Text passage:
* * * * * * * * *
Topic 27 - Understanding the Bible

Literary Reading

Literary reading of the Bible treats it as a work of literature - attending to its narrative structure, its characterization, its use of imagery and repetition, its rhetorical strategies, and its generic conventions. This approach, sometimes called literary criticism or narrative criticism, has enriched biblical studies significantly since the 1970s, when scholars like Robert Alter, Frank Kermode, and Meir Sternberg began applying literary theory to biblical texts. It is not a replacement for historical inquiry but a complement to it - asking different questions of the same texts and illuminating dimensions that historical analysis tends to overlook.

Robert Alter's work, particularly The Art of Biblical Narrative (1981) and The Art of Biblical Poetry (1985), demonstrated that the biblical authors were sophisticated literary artists using specific, identifiable techniques. Hebrew narrative, for example, uses type-scenes - repeated narrative patterns (the meeting at a well, the annunciation of a birth, the hero's journey to a foreign land) - that signal to attentive readers what kind of story they are entering and what to expect. The repetitions and variations within type-scenes carry meaning: when Jacob meets Rachel at a well in Genesis 29, the reader familiar with the type-scene knows this is a betrothal story; the variations from the established pattern (Jacob weeps, Rachel runs to tell her father) add nuance and surprise. This kind of literary awareness transforms reading from a straightforward reception of content to an active engagement with artistry.

Narrative criticism attends to the implied author and implied reader - the voice constructed by the text and the reader the text assumes. In the Gospel of Mark, the narrator is omniscient (knowing the thoughts of both Jesus and his opponents), moves rapidly from scene to scene with a characteristic urgency (the word "immediately" appears over 40 times), and frequently notes the disciples' failure to understand. These are not accidental features - they are deliberate narrative choices that shape the reader's experience of the story. Understanding them makes the Gospel more rather than less compelling.

Literary reading is particularly valuable for biblical poetry - the Psalms, the prophetic oracles, Job's speeches, and the Song of Solomon. Hebrew poetry operates on principles quite different from English poetry. Its primary device is parallelism - the pairing of related lines in which the second line extends, intensifies, or in some cases reverses the thought of the first. Understanding parallelism prevents the mistake of treating each line as a separate independent statement and allows the reader to follow the movement of thought across a poetic unit. Alter's translation of the Psalms (2014) and of the Hebrew Bible (2018) are models of how literary sensitivity can produce translations that honor both the accuracy and the artistry of the original.
* * * * * * * * *
Entries supplied:
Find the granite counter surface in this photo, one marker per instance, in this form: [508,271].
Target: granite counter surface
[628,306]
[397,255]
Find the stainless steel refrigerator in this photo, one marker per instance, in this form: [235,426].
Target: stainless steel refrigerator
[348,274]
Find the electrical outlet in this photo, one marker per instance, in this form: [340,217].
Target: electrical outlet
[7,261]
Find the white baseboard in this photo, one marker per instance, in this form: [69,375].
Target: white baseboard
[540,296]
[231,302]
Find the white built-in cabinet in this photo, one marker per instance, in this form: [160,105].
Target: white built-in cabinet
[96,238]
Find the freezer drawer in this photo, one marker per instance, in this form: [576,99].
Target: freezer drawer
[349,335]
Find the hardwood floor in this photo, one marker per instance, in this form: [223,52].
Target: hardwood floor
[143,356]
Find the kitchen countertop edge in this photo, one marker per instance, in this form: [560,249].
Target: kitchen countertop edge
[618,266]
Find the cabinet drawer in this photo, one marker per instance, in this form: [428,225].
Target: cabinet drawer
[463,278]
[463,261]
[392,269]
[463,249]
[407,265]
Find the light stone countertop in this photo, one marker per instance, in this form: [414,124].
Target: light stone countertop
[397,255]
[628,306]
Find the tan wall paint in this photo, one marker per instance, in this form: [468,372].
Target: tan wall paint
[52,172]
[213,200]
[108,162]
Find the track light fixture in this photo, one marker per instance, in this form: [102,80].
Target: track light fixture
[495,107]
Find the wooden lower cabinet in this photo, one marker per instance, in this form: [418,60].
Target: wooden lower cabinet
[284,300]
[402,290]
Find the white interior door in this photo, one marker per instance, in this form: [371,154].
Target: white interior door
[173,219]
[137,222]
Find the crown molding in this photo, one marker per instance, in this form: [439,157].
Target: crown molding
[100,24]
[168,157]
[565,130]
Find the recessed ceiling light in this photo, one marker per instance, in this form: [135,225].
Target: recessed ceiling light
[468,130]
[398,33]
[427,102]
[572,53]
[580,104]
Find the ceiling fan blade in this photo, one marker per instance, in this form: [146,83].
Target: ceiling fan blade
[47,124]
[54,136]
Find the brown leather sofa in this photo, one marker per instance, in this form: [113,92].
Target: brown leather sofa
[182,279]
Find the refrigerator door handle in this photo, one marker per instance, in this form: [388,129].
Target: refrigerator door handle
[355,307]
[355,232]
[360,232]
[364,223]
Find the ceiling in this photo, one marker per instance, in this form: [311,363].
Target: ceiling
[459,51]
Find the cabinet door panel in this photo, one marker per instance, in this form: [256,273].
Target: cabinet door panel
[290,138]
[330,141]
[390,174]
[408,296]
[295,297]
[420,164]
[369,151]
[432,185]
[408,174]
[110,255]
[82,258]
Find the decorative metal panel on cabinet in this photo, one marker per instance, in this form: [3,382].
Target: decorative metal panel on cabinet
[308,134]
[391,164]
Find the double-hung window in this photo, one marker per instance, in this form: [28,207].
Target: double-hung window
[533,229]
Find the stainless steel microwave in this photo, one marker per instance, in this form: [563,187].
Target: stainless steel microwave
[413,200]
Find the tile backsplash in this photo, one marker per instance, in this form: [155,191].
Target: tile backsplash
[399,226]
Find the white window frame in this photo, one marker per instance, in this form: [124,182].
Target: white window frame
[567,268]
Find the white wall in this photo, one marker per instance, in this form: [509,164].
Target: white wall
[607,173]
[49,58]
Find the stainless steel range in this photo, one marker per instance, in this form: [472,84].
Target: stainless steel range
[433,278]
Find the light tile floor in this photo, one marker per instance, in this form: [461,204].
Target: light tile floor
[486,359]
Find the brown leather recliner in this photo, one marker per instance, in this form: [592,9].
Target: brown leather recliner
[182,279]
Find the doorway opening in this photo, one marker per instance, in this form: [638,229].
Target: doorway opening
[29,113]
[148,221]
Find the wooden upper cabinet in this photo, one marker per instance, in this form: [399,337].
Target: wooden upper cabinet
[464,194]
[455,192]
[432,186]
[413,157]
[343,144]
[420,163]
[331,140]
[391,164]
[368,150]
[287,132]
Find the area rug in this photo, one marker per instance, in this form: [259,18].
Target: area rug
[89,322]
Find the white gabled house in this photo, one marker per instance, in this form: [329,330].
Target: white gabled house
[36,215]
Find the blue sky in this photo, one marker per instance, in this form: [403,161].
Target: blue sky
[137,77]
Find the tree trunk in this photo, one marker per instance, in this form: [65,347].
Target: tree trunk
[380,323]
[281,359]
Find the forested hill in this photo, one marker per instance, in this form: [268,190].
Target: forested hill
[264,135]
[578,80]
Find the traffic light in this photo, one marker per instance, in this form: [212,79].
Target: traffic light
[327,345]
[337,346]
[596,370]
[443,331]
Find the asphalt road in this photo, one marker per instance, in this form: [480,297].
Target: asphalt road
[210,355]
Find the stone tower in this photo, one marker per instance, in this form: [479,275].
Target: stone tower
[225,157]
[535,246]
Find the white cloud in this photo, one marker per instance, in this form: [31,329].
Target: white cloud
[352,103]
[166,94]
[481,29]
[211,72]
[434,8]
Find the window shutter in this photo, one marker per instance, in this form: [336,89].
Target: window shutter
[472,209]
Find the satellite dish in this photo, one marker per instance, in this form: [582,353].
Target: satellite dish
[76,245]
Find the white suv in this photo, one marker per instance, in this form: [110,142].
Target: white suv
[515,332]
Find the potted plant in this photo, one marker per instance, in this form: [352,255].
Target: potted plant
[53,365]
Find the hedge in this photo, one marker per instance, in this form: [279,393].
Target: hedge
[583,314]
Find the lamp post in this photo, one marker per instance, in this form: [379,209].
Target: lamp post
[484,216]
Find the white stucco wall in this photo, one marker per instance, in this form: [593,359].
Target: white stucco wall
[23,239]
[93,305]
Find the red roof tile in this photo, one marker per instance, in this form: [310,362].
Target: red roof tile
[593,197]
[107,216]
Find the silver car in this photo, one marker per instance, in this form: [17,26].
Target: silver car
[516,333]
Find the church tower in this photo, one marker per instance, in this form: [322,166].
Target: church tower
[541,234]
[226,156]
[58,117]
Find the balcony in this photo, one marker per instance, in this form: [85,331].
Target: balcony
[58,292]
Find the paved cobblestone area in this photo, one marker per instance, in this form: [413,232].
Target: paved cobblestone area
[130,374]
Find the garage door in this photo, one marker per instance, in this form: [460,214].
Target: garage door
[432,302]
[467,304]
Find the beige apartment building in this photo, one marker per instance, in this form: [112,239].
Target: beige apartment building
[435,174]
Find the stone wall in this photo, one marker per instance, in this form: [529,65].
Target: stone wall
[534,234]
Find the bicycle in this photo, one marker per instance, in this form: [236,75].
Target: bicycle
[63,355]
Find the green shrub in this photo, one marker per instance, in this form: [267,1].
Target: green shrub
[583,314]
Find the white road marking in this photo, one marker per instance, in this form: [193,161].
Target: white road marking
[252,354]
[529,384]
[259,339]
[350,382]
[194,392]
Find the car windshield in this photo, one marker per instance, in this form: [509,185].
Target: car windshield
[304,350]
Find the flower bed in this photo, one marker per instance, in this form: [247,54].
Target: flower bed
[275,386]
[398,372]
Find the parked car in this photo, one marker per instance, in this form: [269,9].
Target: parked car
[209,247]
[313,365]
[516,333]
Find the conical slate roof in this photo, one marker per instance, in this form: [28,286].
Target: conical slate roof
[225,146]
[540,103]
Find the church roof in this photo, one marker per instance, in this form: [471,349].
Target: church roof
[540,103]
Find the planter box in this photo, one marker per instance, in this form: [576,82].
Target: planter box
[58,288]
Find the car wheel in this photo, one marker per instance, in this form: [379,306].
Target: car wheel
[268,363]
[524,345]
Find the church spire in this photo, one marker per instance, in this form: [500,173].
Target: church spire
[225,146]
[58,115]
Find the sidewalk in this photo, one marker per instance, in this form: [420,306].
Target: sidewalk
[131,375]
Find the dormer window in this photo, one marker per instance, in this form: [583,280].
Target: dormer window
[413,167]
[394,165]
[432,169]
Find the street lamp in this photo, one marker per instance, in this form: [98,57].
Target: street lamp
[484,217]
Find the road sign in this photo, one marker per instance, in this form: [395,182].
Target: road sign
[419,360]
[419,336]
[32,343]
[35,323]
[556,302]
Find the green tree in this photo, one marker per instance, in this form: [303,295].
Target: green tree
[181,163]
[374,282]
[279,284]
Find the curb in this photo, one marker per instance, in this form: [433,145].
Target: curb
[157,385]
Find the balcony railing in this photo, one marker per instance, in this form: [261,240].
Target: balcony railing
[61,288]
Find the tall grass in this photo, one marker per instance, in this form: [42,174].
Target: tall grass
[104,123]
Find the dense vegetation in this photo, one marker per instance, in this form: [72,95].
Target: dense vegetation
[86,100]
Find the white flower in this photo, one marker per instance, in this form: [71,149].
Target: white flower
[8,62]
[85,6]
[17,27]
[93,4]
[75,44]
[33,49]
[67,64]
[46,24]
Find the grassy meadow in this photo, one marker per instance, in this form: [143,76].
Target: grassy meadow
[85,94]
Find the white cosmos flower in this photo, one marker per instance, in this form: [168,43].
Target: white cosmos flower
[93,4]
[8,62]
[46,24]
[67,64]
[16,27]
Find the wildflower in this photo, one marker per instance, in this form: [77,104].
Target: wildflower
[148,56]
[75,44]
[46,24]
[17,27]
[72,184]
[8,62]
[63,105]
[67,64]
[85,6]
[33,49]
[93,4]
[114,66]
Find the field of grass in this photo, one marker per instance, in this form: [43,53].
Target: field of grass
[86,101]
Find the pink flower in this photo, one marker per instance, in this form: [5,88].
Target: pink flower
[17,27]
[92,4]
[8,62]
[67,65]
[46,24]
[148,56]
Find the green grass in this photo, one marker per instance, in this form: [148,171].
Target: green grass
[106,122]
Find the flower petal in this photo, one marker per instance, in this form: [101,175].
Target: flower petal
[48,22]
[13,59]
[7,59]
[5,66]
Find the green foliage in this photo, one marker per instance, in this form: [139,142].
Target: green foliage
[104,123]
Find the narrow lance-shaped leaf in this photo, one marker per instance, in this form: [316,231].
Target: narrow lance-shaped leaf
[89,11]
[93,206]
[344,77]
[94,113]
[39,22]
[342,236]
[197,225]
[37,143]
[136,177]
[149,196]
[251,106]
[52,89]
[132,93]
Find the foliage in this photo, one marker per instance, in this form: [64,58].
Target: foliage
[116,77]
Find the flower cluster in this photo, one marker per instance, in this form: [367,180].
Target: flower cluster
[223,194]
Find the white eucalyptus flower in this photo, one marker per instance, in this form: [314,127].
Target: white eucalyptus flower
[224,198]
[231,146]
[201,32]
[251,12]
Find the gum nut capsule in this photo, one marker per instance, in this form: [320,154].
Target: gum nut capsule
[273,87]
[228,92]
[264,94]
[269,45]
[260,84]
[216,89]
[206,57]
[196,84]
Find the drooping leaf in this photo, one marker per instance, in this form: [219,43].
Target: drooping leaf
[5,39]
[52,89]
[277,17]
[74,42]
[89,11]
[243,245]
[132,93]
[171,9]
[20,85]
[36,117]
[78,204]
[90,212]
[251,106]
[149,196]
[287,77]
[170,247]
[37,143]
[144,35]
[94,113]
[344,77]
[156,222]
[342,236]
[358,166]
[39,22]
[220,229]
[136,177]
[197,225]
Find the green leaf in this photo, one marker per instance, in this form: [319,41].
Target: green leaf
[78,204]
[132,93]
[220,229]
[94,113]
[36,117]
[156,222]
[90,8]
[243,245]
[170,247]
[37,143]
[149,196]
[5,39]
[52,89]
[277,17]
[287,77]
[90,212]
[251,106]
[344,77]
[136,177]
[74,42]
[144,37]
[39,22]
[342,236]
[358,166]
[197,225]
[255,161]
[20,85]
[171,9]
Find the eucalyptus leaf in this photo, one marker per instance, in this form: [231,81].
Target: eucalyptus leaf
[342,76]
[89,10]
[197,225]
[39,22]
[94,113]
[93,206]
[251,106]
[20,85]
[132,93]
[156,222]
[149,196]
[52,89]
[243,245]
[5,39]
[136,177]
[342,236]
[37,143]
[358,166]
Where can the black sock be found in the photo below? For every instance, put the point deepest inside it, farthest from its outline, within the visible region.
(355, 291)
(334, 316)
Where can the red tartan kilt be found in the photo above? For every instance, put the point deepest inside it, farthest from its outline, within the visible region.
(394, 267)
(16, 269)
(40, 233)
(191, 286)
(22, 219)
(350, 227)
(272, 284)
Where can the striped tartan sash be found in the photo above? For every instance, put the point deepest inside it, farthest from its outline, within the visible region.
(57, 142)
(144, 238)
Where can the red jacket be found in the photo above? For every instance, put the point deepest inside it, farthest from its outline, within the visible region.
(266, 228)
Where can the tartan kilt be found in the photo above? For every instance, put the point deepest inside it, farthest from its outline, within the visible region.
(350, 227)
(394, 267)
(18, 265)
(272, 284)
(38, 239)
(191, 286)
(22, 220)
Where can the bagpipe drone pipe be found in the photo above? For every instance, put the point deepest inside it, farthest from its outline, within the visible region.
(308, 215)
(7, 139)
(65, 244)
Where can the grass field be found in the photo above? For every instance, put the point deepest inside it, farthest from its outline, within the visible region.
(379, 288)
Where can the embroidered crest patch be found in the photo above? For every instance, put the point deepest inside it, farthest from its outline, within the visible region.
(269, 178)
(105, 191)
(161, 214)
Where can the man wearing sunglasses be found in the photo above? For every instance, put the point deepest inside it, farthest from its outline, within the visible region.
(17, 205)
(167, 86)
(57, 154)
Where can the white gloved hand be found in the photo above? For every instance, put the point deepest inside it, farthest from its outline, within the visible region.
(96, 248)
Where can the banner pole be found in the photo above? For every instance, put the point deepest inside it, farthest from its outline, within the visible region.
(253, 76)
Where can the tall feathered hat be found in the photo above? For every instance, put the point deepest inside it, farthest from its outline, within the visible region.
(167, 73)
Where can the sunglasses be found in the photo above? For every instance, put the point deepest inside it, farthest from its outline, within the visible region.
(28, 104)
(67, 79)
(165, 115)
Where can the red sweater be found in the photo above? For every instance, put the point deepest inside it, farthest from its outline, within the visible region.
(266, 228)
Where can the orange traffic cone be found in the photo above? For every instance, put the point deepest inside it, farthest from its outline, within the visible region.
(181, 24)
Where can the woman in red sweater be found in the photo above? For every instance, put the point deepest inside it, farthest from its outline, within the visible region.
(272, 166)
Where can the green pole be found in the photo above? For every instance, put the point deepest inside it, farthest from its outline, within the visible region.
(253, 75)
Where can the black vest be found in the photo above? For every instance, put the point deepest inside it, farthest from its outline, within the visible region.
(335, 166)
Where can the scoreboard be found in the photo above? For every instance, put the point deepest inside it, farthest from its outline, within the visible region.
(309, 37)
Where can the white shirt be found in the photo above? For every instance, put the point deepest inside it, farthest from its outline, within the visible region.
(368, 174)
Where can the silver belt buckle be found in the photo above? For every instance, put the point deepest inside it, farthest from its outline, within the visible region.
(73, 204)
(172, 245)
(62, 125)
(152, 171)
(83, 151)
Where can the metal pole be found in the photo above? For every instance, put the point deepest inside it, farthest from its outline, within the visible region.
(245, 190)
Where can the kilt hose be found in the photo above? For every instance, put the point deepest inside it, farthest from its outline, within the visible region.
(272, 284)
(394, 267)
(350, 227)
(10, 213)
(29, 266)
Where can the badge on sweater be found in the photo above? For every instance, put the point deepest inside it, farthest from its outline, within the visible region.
* * * * * * * * *
Problem: Can you return, word for word, the part of the passage on literary reading of the Bible starting at "Topic 27 - Understanding" and ending at "tends to overlook."?

Task result:
Topic 27 - Understanding the Bible

Literary Reading

Literary reading of the Bible treats it as a work of literature - attending to its narrative structure, its characterization, its use of imagery and repetition, its rhetorical strategies, and its generic conventions. This approach, sometimes called literary criticism or narrative criticism, has enriched biblical studies significantly since the 1970s, when scholars like Robert Alter, Frank Kermode, and Meir Sternberg began applying literary theory to biblical texts. It is not a replacement for historical inquiry but a complement to it - asking different questions of the same texts and illuminating dimensions that historical analysis tends to overlook.